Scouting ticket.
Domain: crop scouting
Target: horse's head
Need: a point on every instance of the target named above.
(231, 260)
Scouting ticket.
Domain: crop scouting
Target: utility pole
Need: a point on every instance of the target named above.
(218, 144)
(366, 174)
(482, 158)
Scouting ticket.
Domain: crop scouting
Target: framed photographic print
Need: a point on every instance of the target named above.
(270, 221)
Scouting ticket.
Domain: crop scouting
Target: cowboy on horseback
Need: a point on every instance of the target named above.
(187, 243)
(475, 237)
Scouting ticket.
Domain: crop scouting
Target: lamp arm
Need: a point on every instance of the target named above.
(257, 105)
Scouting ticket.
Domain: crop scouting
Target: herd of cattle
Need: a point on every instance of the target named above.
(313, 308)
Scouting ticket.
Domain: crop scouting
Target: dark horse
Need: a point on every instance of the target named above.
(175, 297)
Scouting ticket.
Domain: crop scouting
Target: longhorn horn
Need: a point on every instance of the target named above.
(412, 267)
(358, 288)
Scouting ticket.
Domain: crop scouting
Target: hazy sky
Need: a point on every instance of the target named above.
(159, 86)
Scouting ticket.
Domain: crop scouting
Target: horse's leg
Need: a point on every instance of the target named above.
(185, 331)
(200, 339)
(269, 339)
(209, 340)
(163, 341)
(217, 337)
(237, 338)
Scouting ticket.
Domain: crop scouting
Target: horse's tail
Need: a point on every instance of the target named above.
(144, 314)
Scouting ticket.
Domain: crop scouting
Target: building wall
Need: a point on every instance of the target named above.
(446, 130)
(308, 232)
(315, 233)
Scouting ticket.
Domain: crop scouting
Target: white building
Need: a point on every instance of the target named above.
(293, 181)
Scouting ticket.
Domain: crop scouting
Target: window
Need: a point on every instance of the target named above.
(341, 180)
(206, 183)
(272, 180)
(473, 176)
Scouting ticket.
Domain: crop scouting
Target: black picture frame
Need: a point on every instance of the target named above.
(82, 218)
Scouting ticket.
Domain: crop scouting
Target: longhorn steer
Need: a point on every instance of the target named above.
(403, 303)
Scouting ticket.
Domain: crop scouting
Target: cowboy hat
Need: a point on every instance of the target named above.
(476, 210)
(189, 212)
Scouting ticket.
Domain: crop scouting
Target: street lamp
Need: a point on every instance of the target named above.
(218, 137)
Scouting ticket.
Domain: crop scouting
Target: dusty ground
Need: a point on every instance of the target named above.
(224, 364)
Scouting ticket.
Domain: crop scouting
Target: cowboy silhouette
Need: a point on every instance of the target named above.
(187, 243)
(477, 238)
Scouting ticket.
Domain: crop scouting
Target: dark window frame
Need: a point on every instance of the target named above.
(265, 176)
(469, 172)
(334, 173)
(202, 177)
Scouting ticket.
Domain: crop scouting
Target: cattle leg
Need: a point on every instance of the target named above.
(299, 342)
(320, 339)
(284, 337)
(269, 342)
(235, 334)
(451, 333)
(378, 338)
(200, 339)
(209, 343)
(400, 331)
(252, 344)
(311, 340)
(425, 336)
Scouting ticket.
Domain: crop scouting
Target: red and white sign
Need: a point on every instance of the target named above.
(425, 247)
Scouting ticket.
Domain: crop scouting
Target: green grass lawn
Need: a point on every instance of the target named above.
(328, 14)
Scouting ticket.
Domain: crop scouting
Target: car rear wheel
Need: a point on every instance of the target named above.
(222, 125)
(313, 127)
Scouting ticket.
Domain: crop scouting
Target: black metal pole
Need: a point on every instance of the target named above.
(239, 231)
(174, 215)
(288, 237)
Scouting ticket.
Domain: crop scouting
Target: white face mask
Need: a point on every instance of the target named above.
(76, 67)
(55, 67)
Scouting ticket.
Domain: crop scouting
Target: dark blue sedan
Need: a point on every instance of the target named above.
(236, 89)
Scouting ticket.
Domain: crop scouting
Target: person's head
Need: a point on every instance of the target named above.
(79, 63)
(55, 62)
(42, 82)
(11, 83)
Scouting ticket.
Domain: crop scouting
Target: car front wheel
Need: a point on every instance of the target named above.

* **Problem to solve**
Only lines containing the word "wheel" should be copied from the material above.

* **Problem solution**
Target: car rear wheel
Target: car front wheel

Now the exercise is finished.